Show each line of the material below that contains the word "neck".

[Start of DATA FOR THIS TASK]

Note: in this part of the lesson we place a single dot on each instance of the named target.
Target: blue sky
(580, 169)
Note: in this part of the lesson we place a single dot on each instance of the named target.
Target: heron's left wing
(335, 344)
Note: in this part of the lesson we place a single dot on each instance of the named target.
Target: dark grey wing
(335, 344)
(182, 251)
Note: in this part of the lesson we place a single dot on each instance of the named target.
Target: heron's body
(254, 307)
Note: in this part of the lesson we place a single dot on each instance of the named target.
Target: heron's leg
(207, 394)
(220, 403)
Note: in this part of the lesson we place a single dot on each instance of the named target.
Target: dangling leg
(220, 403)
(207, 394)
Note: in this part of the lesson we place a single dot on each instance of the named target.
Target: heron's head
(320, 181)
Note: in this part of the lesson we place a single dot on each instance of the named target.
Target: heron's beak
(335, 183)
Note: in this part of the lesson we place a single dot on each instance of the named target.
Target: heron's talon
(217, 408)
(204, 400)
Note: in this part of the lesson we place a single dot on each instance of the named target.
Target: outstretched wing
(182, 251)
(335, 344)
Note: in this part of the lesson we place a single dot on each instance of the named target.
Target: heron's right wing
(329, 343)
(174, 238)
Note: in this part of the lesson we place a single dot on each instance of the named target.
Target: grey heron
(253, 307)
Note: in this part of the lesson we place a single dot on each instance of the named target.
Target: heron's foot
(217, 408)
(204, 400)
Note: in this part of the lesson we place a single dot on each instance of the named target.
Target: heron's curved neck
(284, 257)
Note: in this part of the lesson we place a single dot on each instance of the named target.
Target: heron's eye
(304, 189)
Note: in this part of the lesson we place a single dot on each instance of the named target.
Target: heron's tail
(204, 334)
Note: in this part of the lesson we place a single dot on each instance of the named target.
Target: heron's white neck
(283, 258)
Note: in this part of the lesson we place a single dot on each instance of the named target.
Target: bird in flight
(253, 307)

[End of DATA FOR THIS TASK]

» WRITTEN SOLUTION
Target: heron's curved neck
Target: heron's white neck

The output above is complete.